[Opening DATA SUPPLIED section]

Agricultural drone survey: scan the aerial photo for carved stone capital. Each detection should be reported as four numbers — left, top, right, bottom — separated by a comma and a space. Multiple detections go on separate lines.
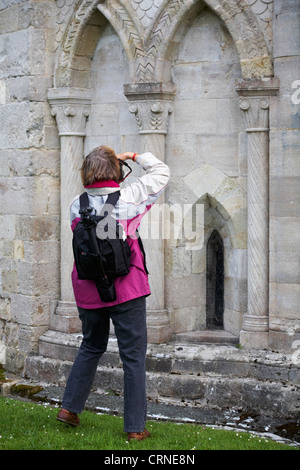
48, 87, 92, 137
236, 78, 279, 132
128, 100, 172, 134
124, 82, 176, 134
238, 97, 270, 132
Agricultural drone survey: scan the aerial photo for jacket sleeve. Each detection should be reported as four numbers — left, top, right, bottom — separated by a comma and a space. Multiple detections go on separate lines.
120, 152, 169, 205
118, 152, 170, 236
70, 197, 80, 231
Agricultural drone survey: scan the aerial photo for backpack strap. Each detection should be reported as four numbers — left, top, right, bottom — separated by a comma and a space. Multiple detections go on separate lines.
79, 191, 90, 211
100, 191, 120, 217
79, 191, 120, 215
137, 234, 149, 274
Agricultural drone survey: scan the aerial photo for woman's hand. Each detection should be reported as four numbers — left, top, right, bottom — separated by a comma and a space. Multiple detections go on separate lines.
116, 152, 137, 161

[Closing DATA SUPPLIED section]

TASK OBJECTIVE ▸ Start at the top line above and repeat the records verbatim, leaving images out.

SOLUTION ▸
Agricultural drone survey: scan the aerial photo for carved stone capital. Each detection should be reported as four numbers — left, top, right, bottom — separated by a comma and a space. Multiple detections go on separate lines.
48, 87, 92, 137
236, 78, 279, 132
128, 100, 172, 134
124, 82, 176, 134
238, 97, 270, 132
Agricultural drone survey: scan the aerial photo for jacket sleeve. Each detection should be reported as four numbers — left, top, right, bottom — separated by a comma and a space. Multiple detections go on separate lines.
120, 152, 169, 205
118, 152, 170, 236
70, 197, 80, 231
Agricultural drone survey: scan the aerial photo for backpack strap. Each detection should be reported as four numbers — left, top, right, bottom — separated by a comma and a space. Multiple detections go on separate lines.
79, 191, 90, 211
100, 191, 120, 217
79, 191, 120, 215
137, 234, 149, 274
Agricultural drone survey: scan the aerial photo for woman's hand. Each detection should be reported as four numbers — left, top, right, bottom — separated by a comma and a space. Multiple detections go on separate lines.
116, 152, 137, 161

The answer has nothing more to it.